▶ Brief:
Give as output the line that contains "[locate] hedge (give", followed by every remaining line of the entries, unchanged and with nothing added.
— begin Listed entries —
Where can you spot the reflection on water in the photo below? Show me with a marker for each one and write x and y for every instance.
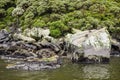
(68, 71)
(96, 72)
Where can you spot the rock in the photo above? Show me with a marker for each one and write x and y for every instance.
(87, 44)
(36, 32)
(115, 48)
(48, 63)
(4, 36)
(24, 38)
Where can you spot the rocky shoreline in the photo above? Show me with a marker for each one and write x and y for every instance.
(34, 49)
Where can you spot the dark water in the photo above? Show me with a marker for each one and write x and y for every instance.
(68, 71)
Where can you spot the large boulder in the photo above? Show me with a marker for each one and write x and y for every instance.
(91, 44)
(36, 32)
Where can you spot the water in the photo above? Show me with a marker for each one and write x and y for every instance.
(68, 71)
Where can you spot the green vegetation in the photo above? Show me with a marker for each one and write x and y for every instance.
(61, 15)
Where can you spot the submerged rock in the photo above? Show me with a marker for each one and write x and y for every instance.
(36, 64)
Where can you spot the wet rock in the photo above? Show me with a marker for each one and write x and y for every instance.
(36, 64)
(24, 38)
(36, 33)
(115, 48)
(4, 36)
(93, 44)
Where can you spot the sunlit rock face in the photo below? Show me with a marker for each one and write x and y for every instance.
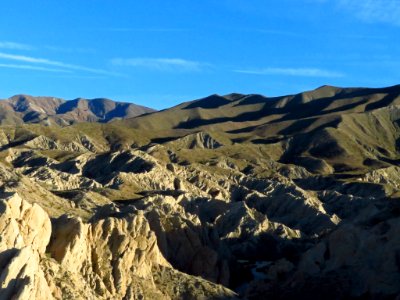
(226, 197)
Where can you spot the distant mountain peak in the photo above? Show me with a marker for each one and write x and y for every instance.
(22, 108)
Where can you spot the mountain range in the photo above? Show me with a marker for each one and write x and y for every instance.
(21, 109)
(225, 197)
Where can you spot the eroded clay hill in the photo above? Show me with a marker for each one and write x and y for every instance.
(221, 198)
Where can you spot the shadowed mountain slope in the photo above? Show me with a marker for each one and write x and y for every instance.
(21, 109)
(226, 197)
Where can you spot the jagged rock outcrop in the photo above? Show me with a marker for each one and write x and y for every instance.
(25, 231)
(107, 258)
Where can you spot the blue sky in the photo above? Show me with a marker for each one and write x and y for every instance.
(160, 53)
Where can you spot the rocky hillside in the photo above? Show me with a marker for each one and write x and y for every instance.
(233, 197)
(22, 109)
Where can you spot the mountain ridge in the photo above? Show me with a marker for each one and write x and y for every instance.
(22, 108)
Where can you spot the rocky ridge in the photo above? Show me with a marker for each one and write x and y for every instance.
(312, 212)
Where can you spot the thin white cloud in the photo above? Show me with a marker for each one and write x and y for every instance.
(383, 11)
(48, 62)
(131, 29)
(14, 46)
(300, 72)
(35, 68)
(160, 64)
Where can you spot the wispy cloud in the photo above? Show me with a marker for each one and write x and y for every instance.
(14, 46)
(35, 68)
(160, 64)
(300, 72)
(53, 63)
(384, 11)
(131, 29)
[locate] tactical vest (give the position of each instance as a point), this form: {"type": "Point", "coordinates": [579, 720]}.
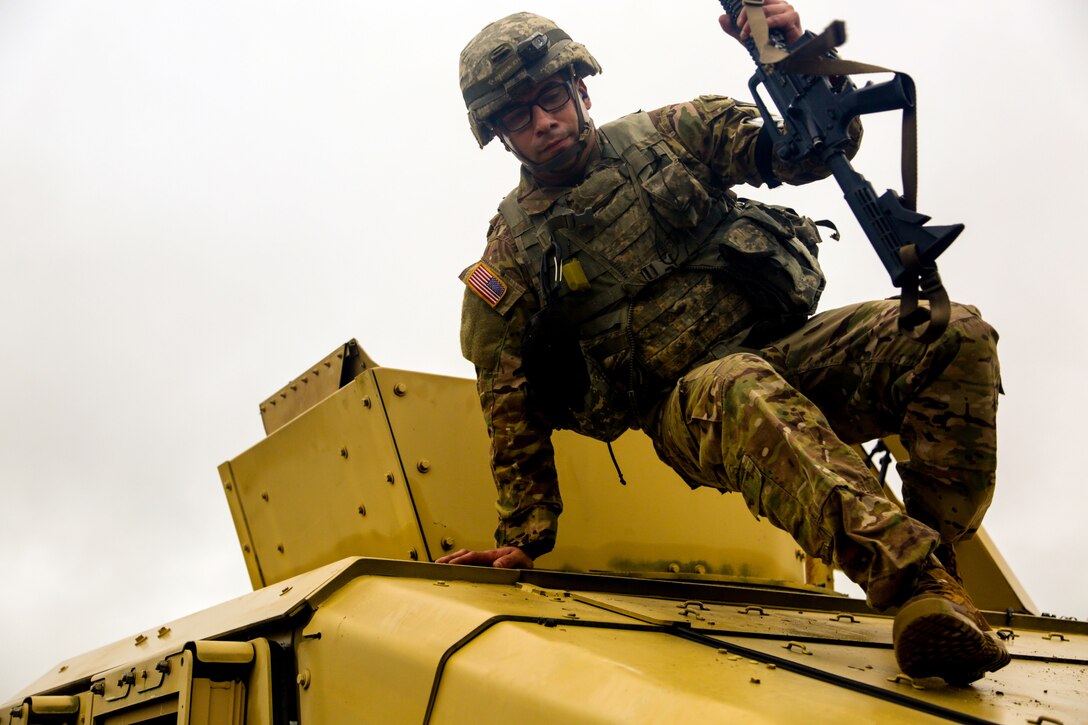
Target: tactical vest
{"type": "Point", "coordinates": [601, 252]}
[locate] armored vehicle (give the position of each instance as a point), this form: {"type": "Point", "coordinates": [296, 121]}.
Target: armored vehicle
{"type": "Point", "coordinates": [657, 606]}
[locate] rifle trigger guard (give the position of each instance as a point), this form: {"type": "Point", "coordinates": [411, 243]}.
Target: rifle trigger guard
{"type": "Point", "coordinates": [918, 323]}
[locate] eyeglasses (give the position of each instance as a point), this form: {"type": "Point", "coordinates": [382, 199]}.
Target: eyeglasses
{"type": "Point", "coordinates": [518, 118]}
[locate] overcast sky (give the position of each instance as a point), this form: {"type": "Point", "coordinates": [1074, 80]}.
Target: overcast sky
{"type": "Point", "coordinates": [198, 199]}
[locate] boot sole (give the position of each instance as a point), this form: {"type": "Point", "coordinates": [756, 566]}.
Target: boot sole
{"type": "Point", "coordinates": [934, 639]}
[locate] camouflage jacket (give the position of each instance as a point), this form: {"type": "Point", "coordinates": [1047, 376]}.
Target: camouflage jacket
{"type": "Point", "coordinates": [716, 138]}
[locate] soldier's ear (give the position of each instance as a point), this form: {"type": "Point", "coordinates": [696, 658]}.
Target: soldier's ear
{"type": "Point", "coordinates": [584, 94]}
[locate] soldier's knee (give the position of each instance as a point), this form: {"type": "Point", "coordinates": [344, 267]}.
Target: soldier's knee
{"type": "Point", "coordinates": [727, 385]}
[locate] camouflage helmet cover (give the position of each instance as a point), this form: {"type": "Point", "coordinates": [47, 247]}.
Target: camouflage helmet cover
{"type": "Point", "coordinates": [510, 54]}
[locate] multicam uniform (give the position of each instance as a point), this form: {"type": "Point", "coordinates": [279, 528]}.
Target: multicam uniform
{"type": "Point", "coordinates": [773, 424]}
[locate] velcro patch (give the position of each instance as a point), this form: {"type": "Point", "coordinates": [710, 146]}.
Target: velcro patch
{"type": "Point", "coordinates": [485, 283]}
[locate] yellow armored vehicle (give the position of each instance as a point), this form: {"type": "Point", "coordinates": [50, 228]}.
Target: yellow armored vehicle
{"type": "Point", "coordinates": [656, 606]}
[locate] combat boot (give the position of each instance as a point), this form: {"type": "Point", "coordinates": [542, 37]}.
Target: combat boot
{"type": "Point", "coordinates": [940, 633]}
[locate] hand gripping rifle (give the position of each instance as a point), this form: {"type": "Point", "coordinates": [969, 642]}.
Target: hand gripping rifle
{"type": "Point", "coordinates": [816, 118]}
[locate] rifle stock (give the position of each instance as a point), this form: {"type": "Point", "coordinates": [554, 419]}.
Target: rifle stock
{"type": "Point", "coordinates": [816, 122]}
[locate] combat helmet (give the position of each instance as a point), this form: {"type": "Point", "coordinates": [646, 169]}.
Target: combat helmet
{"type": "Point", "coordinates": [512, 53]}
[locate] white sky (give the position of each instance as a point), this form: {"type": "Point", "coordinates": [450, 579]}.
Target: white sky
{"type": "Point", "coordinates": [198, 199]}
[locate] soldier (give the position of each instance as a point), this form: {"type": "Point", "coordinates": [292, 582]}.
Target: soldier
{"type": "Point", "coordinates": [626, 285]}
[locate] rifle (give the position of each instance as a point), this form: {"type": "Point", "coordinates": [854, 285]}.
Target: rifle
{"type": "Point", "coordinates": [816, 119]}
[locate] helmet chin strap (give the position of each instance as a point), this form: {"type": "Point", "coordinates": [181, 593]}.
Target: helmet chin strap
{"type": "Point", "coordinates": [568, 159]}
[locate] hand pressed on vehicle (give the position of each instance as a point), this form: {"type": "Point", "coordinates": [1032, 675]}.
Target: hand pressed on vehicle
{"type": "Point", "coordinates": [504, 557]}
{"type": "Point", "coordinates": [780, 16]}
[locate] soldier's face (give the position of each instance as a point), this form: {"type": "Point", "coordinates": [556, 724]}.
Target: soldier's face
{"type": "Point", "coordinates": [547, 133]}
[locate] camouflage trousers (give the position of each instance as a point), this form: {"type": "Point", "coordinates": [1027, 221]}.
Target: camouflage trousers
{"type": "Point", "coordinates": [777, 426]}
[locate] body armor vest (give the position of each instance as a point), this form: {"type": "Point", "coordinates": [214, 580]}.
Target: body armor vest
{"type": "Point", "coordinates": [613, 334]}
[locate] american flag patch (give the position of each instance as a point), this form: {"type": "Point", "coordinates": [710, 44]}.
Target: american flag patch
{"type": "Point", "coordinates": [485, 283]}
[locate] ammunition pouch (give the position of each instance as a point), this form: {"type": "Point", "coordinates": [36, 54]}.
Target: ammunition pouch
{"type": "Point", "coordinates": [771, 250]}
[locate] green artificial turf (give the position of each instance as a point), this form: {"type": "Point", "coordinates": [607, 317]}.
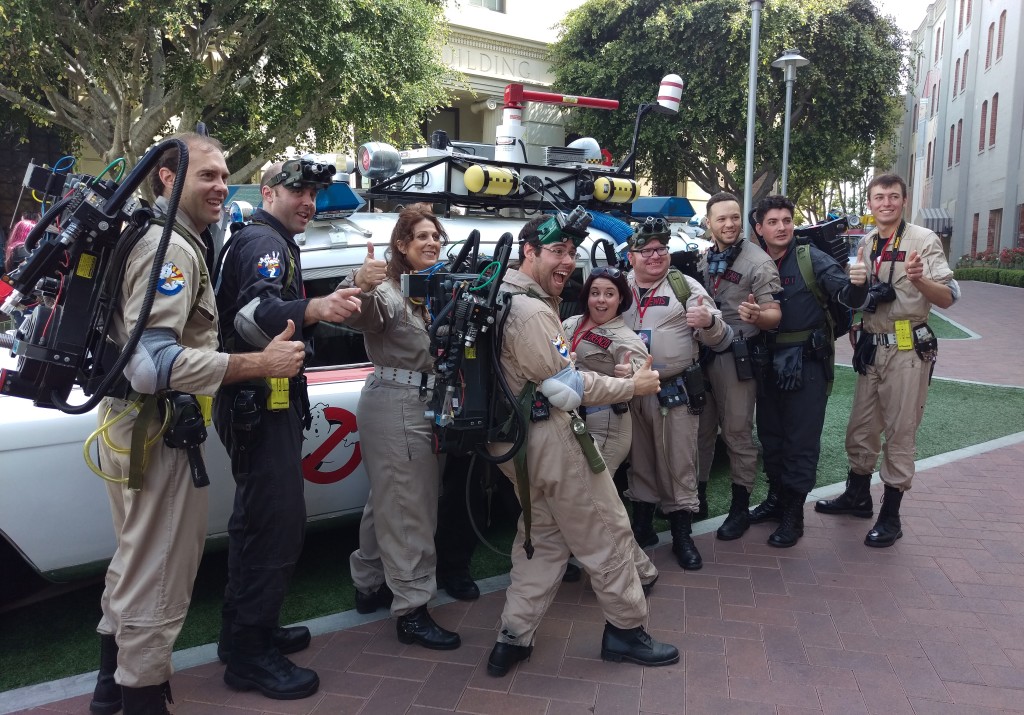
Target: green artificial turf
{"type": "Point", "coordinates": [56, 637]}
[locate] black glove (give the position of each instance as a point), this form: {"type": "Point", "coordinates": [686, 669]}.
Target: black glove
{"type": "Point", "coordinates": [863, 353]}
{"type": "Point", "coordinates": [788, 365]}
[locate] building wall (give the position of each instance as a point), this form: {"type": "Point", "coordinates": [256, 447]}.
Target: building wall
{"type": "Point", "coordinates": [988, 177]}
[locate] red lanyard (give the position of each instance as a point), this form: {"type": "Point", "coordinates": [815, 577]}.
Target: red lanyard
{"type": "Point", "coordinates": [578, 334]}
{"type": "Point", "coordinates": [642, 307]}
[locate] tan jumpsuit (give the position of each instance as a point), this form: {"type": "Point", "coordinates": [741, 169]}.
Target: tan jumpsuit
{"type": "Point", "coordinates": [890, 398]}
{"type": "Point", "coordinates": [396, 534]}
{"type": "Point", "coordinates": [572, 509]}
{"type": "Point", "coordinates": [161, 529]}
{"type": "Point", "coordinates": [663, 460]}
{"type": "Point", "coordinates": [730, 402]}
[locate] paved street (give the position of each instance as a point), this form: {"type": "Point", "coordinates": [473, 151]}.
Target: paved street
{"type": "Point", "coordinates": [934, 625]}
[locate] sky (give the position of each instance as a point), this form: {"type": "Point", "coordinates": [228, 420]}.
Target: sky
{"type": "Point", "coordinates": [908, 13]}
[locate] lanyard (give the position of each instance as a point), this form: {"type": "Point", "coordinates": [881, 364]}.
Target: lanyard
{"type": "Point", "coordinates": [579, 334]}
{"type": "Point", "coordinates": [642, 306]}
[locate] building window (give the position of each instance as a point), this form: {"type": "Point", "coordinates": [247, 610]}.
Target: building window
{"type": "Point", "coordinates": [991, 126]}
{"type": "Point", "coordinates": [988, 46]}
{"type": "Point", "coordinates": [984, 123]}
{"type": "Point", "coordinates": [1003, 32]}
{"type": "Point", "coordinates": [994, 226]}
{"type": "Point", "coordinates": [496, 5]}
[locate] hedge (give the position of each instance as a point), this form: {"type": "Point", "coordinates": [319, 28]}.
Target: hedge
{"type": "Point", "coordinates": [1004, 277]}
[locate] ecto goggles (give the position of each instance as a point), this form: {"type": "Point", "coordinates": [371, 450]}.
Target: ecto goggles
{"type": "Point", "coordinates": [298, 173]}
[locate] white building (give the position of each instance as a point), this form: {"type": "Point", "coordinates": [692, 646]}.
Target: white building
{"type": "Point", "coordinates": [961, 145]}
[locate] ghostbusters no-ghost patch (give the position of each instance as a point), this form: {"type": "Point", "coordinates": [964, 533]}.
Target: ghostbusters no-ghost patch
{"type": "Point", "coordinates": [269, 265]}
{"type": "Point", "coordinates": [172, 281]}
{"type": "Point", "coordinates": [559, 342]}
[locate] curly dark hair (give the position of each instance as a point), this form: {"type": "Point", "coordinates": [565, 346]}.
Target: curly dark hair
{"type": "Point", "coordinates": [617, 279]}
{"type": "Point", "coordinates": [397, 263]}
— end Listed entries —
▶ Response:
[locate] hedge (give the position of each instance as a point), this form: {"type": "Point", "coordinates": [319, 28]}.
Target: hedge
{"type": "Point", "coordinates": [1004, 277]}
[locate] ecto goggles (give the position of each instance as a point), this form: {"type": "Point", "coordinates": [371, 450]}.
Target: ecto goggles
{"type": "Point", "coordinates": [298, 173]}
[locate] white building (give the position of each instance as a point), this form: {"type": "Point", "coordinates": [692, 646]}.
Target: white building
{"type": "Point", "coordinates": [961, 145]}
[locate] ghostbusters no-ghost patch (give the position of each instance as a point), this form: {"type": "Point", "coordinates": [964, 533]}.
Target: ghostbusters no-ghost patch
{"type": "Point", "coordinates": [269, 265]}
{"type": "Point", "coordinates": [172, 281]}
{"type": "Point", "coordinates": [559, 342]}
[locate] curly dark hair (give the position of each instance as a point), this form: {"type": "Point", "coordinates": [565, 346]}.
Target: curly dark hair
{"type": "Point", "coordinates": [617, 279]}
{"type": "Point", "coordinates": [397, 263]}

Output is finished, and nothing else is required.